SOURCE TEXT:
[bip] Reproducible research

James Casbon casbon at gmail.com
Fri Mar 6 02:59:01 PST 2009


2009/3/5 Kevin Teague <kteague at bcgsc.ca>:
> For larger, more complex software stacks I've made attempts at
> versioning the software.
>
> Of course, this is only a slice of the reproducibility picture, since
> you also need to version the data and the steps that were taken to run
> that data through the software ... but it can be useful to just have
> versioning of the software if the quality of data is in question
> because of suspected bugs in a part of the software stack. Or if parts
> of the stack are being upgraded by hand, the state of the installation
> can get pretty murky - especially in software stacks where there is
> turnover in the staff maintiaining them. Being able to completely re-
> build the stack from scratch to a known state with a single command is
> very good.

STATED PROBLEM 1:
Reproduce the message about reproducible research above word for word, in full.

SUPPLIED INFORMATION:
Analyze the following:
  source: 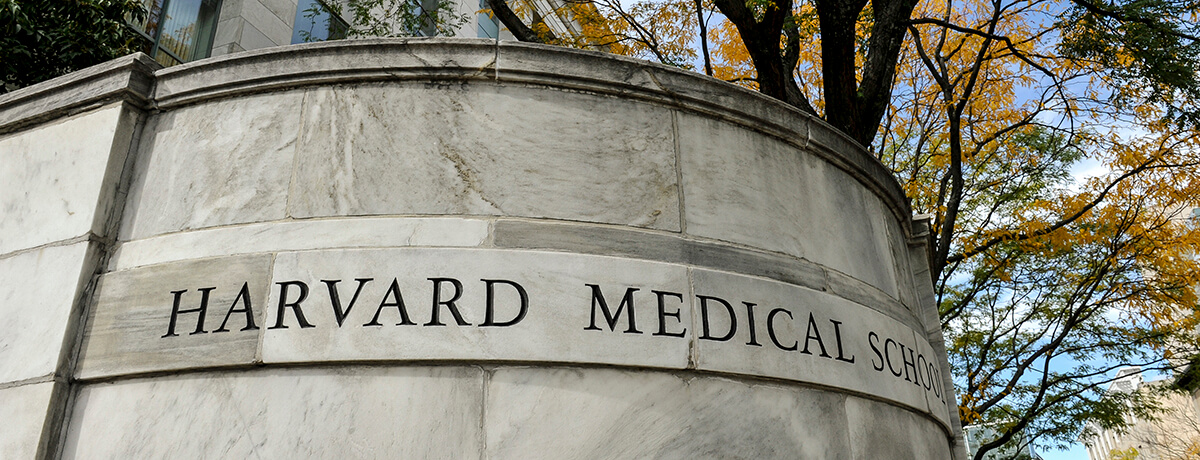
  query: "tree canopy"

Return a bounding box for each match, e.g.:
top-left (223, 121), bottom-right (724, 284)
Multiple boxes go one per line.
top-left (491, 0), bottom-right (1200, 459)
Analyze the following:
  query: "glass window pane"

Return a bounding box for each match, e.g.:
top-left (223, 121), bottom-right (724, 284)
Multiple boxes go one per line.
top-left (126, 0), bottom-right (162, 40)
top-left (475, 0), bottom-right (500, 38)
top-left (158, 0), bottom-right (220, 61)
top-left (292, 0), bottom-right (349, 44)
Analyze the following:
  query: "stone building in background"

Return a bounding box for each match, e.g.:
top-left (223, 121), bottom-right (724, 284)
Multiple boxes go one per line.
top-left (125, 0), bottom-right (577, 66)
top-left (1080, 366), bottom-right (1200, 460)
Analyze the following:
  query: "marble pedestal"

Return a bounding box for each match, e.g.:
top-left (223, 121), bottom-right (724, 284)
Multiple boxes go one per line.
top-left (0, 40), bottom-right (961, 459)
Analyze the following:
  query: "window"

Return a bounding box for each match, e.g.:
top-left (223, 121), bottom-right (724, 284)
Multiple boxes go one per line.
top-left (475, 0), bottom-right (500, 38)
top-left (132, 0), bottom-right (221, 66)
top-left (292, 0), bottom-right (349, 44)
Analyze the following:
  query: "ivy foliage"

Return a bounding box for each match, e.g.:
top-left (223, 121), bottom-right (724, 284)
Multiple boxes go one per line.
top-left (0, 0), bottom-right (146, 94)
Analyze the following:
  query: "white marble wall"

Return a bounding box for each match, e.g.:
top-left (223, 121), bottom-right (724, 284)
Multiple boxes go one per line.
top-left (0, 41), bottom-right (958, 459)
top-left (0, 103), bottom-right (137, 459)
top-left (64, 366), bottom-right (949, 460)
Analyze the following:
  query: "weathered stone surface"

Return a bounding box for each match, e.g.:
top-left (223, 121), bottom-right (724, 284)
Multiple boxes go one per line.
top-left (846, 398), bottom-right (954, 460)
top-left (289, 84), bottom-right (679, 231)
top-left (0, 39), bottom-right (958, 459)
top-left (0, 53), bottom-right (162, 133)
top-left (121, 92), bottom-right (302, 239)
top-left (110, 217), bottom-right (487, 270)
top-left (485, 368), bottom-right (854, 460)
top-left (492, 220), bottom-right (825, 291)
top-left (62, 368), bottom-right (484, 459)
top-left (263, 249), bottom-right (691, 369)
top-left (678, 113), bottom-right (896, 297)
top-left (0, 241), bottom-right (95, 383)
top-left (0, 104), bottom-right (133, 255)
top-left (692, 269), bottom-right (931, 411)
top-left (0, 382), bottom-right (54, 459)
top-left (77, 255), bottom-right (271, 378)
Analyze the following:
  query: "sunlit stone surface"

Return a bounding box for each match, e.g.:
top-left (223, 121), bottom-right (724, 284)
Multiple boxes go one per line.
top-left (0, 40), bottom-right (962, 459)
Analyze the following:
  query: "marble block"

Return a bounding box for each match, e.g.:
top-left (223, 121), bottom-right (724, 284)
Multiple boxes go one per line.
top-left (120, 91), bottom-right (304, 240)
top-left (0, 104), bottom-right (133, 255)
top-left (485, 368), bottom-right (854, 460)
top-left (62, 368), bottom-right (484, 459)
top-left (0, 382), bottom-right (54, 459)
top-left (0, 241), bottom-right (95, 383)
top-left (289, 84), bottom-right (679, 231)
top-left (678, 113), bottom-right (898, 297)
top-left (846, 398), bottom-right (955, 460)
top-left (77, 255), bottom-right (271, 378)
top-left (110, 217), bottom-right (488, 270)
top-left (263, 249), bottom-right (691, 369)
top-left (692, 269), bottom-right (944, 411)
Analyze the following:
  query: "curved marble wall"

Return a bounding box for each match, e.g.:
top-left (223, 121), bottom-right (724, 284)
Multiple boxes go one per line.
top-left (0, 40), bottom-right (961, 459)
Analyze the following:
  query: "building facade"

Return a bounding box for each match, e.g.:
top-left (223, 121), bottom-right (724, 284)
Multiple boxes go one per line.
top-left (132, 0), bottom-right (577, 66)
top-left (0, 40), bottom-right (966, 460)
top-left (1080, 366), bottom-right (1200, 460)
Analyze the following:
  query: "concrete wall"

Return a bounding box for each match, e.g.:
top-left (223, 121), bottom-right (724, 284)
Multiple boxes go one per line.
top-left (0, 40), bottom-right (960, 459)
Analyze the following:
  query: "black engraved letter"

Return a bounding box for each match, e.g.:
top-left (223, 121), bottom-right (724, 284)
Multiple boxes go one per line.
top-left (362, 277), bottom-right (416, 328)
top-left (479, 280), bottom-right (529, 328)
top-left (650, 291), bottom-right (688, 337)
top-left (214, 282), bottom-right (258, 333)
top-left (583, 283), bottom-right (642, 334)
top-left (425, 277), bottom-right (470, 325)
top-left (696, 295), bottom-right (738, 342)
top-left (268, 281), bottom-right (316, 329)
top-left (160, 287), bottom-right (216, 339)
top-left (320, 277), bottom-right (374, 328)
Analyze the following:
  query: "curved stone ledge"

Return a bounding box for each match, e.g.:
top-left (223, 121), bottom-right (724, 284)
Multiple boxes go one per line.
top-left (62, 366), bottom-right (949, 460)
top-left (78, 247), bottom-right (948, 429)
top-left (154, 38), bottom-right (911, 226)
top-left (0, 40), bottom-right (960, 459)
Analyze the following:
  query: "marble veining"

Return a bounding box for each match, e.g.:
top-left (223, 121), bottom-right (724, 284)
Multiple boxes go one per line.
top-left (0, 382), bottom-right (54, 459)
top-left (486, 368), bottom-right (854, 460)
top-left (0, 241), bottom-right (92, 383)
top-left (109, 217), bottom-right (488, 270)
top-left (289, 84), bottom-right (679, 231)
top-left (679, 113), bottom-right (896, 297)
top-left (62, 368), bottom-right (482, 459)
top-left (0, 106), bottom-right (125, 255)
top-left (120, 91), bottom-right (302, 240)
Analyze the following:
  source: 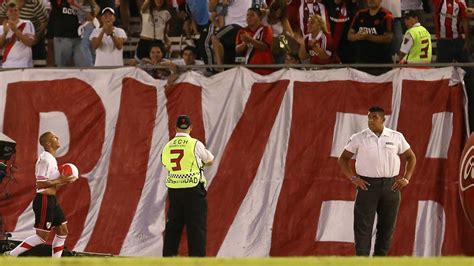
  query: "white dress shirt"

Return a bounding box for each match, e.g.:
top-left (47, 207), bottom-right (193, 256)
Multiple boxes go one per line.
top-left (344, 127), bottom-right (410, 178)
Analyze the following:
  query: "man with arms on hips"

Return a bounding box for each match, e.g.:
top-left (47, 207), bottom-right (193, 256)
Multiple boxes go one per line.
top-left (338, 106), bottom-right (416, 256)
top-left (90, 7), bottom-right (127, 66)
top-left (0, 1), bottom-right (35, 68)
top-left (6, 132), bottom-right (73, 257)
top-left (161, 115), bottom-right (214, 257)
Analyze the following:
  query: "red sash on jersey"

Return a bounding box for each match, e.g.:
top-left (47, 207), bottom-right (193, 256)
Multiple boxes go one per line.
top-left (2, 22), bottom-right (26, 63)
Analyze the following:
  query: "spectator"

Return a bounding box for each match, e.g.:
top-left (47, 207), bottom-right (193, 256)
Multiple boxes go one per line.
top-left (285, 53), bottom-right (301, 65)
top-left (433, 0), bottom-right (474, 133)
top-left (0, 1), bottom-right (35, 68)
top-left (172, 46), bottom-right (206, 76)
top-left (135, 0), bottom-right (171, 61)
top-left (399, 11), bottom-right (432, 64)
top-left (50, 0), bottom-right (88, 67)
top-left (208, 0), bottom-right (229, 30)
top-left (382, 0), bottom-right (403, 60)
top-left (299, 0), bottom-right (330, 36)
top-left (262, 0), bottom-right (297, 64)
top-left (206, 0), bottom-right (252, 69)
top-left (433, 0), bottom-right (471, 63)
top-left (0, 0), bottom-right (48, 59)
top-left (68, 0), bottom-right (100, 67)
top-left (139, 43), bottom-right (173, 79)
top-left (235, 7), bottom-right (273, 75)
top-left (281, 0), bottom-right (304, 34)
top-left (90, 7), bottom-right (127, 66)
top-left (298, 15), bottom-right (339, 65)
top-left (179, 0), bottom-right (209, 43)
top-left (347, 0), bottom-right (393, 71)
top-left (323, 0), bottom-right (358, 64)
top-left (401, 0), bottom-right (431, 28)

STATED PROBLEM 2:
Render the listing as a numbered list, starting at its first line and stopping after the line that contains "top-left (64, 366), bottom-right (949, 460)". Skip blank lines, and leave the pictures out of your answer.

RESPONSE 1:
[bip] Reproducible research

James Casbon casbon at gmail.com
Fri Mar 6 02:59:01 PST 2009


2009/3/5 Kevin Teague <kteague at bcgsc.ca>:
> For larger, more complex software stacks I've made attempts at
> versioning the software.
>
> Of course, this is only a slice of the reproducibility picture, since
> you also need to version the data and the steps that were taken to run
> that data through the software ... but it can be useful to just have
> versioning of the software if the quality of data is in question
> because of suspected bugs in a part of the software stack. Or if parts
> of the stack are being upgraded by hand, the state of the installation
> can get pretty murky - especially in software stacks where there is
> turnover in the staff maintiaining them. Being able to completely re-
> build the stack from scratch to a known state with a single command is
> very good.

RESPONSE 2:
1. Analyze the following:
2.   source: 
3.   query: "tree canopy"
4. Return a bounding box for each match, e.g.:
5. top-left (223, 121), bottom-right (724, 284)
6. Multiple boxes go one per line.
7. top-left (491, 0), bottom-right (1200, 459)
8. Analyze the following:
9.   query: "glass window pane"
10. Return a bounding box for each match, e.g.:
11. top-left (223, 121), bottom-right (724, 284)
12. Multiple boxes go one per line.
13. top-left (126, 0), bottom-right (162, 40)
14. top-left (475, 0), bottom-right (500, 38)
15. top-left (158, 0), bottom-right (220, 61)
16. top-left (292, 0), bottom-right (349, 44)
17. Analyze the following:
18.   query: "stone building in background"
19. Return a bounding box for each match, e.g.:
20. top-left (223, 121), bottom-right (724, 284)
21. Multiple boxes go one per line.
22. top-left (125, 0), bottom-right (577, 66)
23. top-left (1080, 366), bottom-right (1200, 460)
24. Analyze the following:
25.   query: "marble pedestal"
26. Return a bounding box for each match, e.g.:
27. top-left (223, 121), bottom-right (724, 284)
28. Multiple boxes go one per line.
29. top-left (0, 40), bottom-right (961, 459)
30. Analyze the following:
31.   query: "window"
32. Return a bounding box for each match, e.g.:
33. top-left (223, 121), bottom-right (724, 284)
34. Multiple boxes go one per line.
35. top-left (475, 0), bottom-right (500, 38)
36. top-left (132, 0), bottom-right (221, 66)
37. top-left (292, 0), bottom-right (349, 44)
38. Analyze the following:
39.   query: "ivy foliage"
40. Return a bounding box for each match, e.g.:
41. top-left (223, 121), bottom-right (724, 284)
42. Multiple boxes go one per line.
43. top-left (0, 0), bottom-right (146, 94)
44. Analyze the following:
45.   query: "white marble wall"
46. Return a bounding box for each match, e.g.:
47. top-left (223, 121), bottom-right (724, 284)
48. Multiple boxes go one per line.
49. top-left (0, 41), bottom-right (958, 459)
50. top-left (0, 103), bottom-right (137, 459)
51. top-left (64, 366), bottom-right (949, 460)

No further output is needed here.